Selected text:
Content starts
A second Korean man was found to be infected with the Zika virus, but it took a week after his symptoms showed for him to receive a confirmed diagnosis, according to the Korean Centers for Disease Control and Prevention (CDC) on Wednesday.

This is not unlike the first case of Zika virus infection, found in Korea last month, when the infected patient was allowed to return home even after he had told the doctor that he had come down with a fever after returning from Brazil.

Health authorities have been adopting systems such as the Drug Utilization Review (DUR), as well as policies to ensure that possible Zika infections are reported within 24 hours, but this most recent case indicates that such measures are still ineffective in ensuring immediate diagnosis and response.

The 20-year-old man returned from a five-day trip in the Philippines on April 14. On April 20, he visited a local medical clinic in Nowon District, northern Seoul, after he began to suffer from a fever and chills. The clinic did not suspect him of carrying Zika at the time, according to the Ministry of Health and Welfare.

He then sought medical treatment at Inje University Sanggye Paik Hospital last Saturday, after rashes broke out on his skin. Hospital officials reported him as a possible Zika case that same day.

It was by Monday that the hospital transferred his files and specimens to the Korea National Institute of Health (NIH), operating under the CDC, which confirmed on Wednesday that the man is indeed infected with the Zika virus.
Content ends
[Data entries]
Content starts
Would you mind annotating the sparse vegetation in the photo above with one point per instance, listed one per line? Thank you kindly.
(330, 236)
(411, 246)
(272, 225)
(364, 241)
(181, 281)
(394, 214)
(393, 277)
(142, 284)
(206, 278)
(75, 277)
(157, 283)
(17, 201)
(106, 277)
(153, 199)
Content ends
Activity list:
1/ Decide whether each statement below agrees with the Zika case report. For each, answer yes or no and quote the words that decide it.
(a) The man came back from the Philippines on April 14.
(b) The clinic in Nowon District suspected Zika when he first visited.
(c) The first Korean Zika patient had fallen ill after returning from Brazil.
2/ According to the Zika case report, what led the man to seek treatment at Inje University Sanggye Paik Hospital?
3/ Repeat the part of the Zika case report starting at "This is not" and ending at "returning from Brazil.".

Answers by item number:
1/
(a) Yes: "The 20-year-old man returned from a five-day trip in the Philippines on April 14."
(b) No: "The clinic did not suspect him of carrying Zika at the time"
(c) Yes: "he had come down with a fever after returning from Brazil."

2/ Rashes broke out on his skin.

3/
This is not unlike the first case of Zika virus infection, found in Korea last month, when the infected patient was allowed to return home even after he had told the doctor that he had come down with a fever after returning from Brazil.